▶ [List of tasks]:
(A) Update the passage on pregnancy and adoption, starting at "- Comfort/Discomfort. When" and ending at "and excited? Hmmm.", so that "acquaintances" is replaced with "coworkers".
(B) In the passage on pregnancy and adoption, which group does the writer say they are leaving out of the topic for now?

▶ [Page excerpt]:

After digesting the content of her post, my mind did that weird leap that sometimes startles even me, so here’s a thought that cruised through my mind as I thought about her post.
For a lot of people:
Pregnancy = comfortable, knowledgeable, visible, tangible, concrete
Adoption = uncomfortable, ignorant, invisible, intangible, abstract
Think about it.
- Comfort/Discomfort. When someone announces they’re pregnant, it engenders this… this… I don’t know. Pretty much everyone’s comfortable with it. With adoption, it’s the opposite: somehow it’s unnatural to many people’s minds, and nobody knows what to expect, what to do, or what to say. The interesting thing I’ve noticed is that my friends and acquaintances my age (I’m avoiding family as part of the topic at the moment) have no problem with adoption; perhaps it’s generational? Or do I just have an abnormal group to run with that they’ve been nothing but supportive and excited? Hmmm.

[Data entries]
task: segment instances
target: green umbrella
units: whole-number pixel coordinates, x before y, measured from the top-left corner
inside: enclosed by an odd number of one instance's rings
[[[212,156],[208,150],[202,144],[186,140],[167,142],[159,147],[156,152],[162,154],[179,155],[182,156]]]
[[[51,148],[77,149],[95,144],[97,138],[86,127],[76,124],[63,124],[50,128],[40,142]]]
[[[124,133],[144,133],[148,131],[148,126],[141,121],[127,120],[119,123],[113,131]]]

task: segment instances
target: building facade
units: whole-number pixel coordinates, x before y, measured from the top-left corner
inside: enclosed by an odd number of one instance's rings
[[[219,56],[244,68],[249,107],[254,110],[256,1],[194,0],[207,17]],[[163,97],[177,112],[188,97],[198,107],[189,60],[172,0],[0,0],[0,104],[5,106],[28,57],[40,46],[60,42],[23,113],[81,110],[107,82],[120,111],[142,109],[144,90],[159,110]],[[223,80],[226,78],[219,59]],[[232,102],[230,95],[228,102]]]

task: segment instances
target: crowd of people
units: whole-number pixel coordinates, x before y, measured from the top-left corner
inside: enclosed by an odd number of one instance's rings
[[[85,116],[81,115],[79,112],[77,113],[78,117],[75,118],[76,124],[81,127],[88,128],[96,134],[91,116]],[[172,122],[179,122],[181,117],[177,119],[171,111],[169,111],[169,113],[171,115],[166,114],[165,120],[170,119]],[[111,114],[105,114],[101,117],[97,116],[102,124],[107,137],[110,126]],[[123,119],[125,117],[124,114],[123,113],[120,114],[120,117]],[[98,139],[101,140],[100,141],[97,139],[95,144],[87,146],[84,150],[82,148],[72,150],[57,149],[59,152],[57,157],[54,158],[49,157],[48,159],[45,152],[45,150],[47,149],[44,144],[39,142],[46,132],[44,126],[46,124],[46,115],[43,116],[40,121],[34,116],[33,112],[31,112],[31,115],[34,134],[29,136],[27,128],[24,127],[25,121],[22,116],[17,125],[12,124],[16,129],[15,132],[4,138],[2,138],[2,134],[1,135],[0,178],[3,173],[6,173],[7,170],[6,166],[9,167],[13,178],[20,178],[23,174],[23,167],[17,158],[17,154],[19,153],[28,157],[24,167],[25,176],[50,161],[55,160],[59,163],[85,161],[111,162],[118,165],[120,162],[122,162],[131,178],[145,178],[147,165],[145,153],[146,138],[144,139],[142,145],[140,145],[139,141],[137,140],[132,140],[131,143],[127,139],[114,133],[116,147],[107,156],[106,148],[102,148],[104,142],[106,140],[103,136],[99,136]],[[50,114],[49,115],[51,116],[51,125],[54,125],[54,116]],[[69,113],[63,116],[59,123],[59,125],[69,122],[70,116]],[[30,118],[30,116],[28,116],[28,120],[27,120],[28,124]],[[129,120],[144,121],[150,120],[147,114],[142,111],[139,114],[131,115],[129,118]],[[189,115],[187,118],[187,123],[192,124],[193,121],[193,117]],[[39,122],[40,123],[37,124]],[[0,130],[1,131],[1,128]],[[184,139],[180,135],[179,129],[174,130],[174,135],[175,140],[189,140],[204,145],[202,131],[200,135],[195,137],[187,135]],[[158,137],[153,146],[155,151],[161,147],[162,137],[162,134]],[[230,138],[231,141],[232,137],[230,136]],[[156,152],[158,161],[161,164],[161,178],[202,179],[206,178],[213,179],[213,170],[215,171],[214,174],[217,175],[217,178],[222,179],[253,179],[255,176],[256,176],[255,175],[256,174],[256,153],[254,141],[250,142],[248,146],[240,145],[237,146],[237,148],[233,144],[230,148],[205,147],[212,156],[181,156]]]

▶ [Per-task outputs]:
(A)
- Comfort/Discomfort. When someone announces they’re pregnant, it engenders this… this… I don’t know. Pretty much everyone’s comfortable with it. With adoption, it’s the opposite: somehow it’s unnatural to many people’s minds, and nobody knows what to expect, what to do, or what to say. The interesting thing I’ve noticed is that my friends and coworkers my age (I’m avoiding family as part of the topic at the moment) have no problem with adoption; perhaps it’s generational? Or do I just have an abnormal group to run with that they’ve been nothing but supportive and excited? Hmmm.

(B) Family.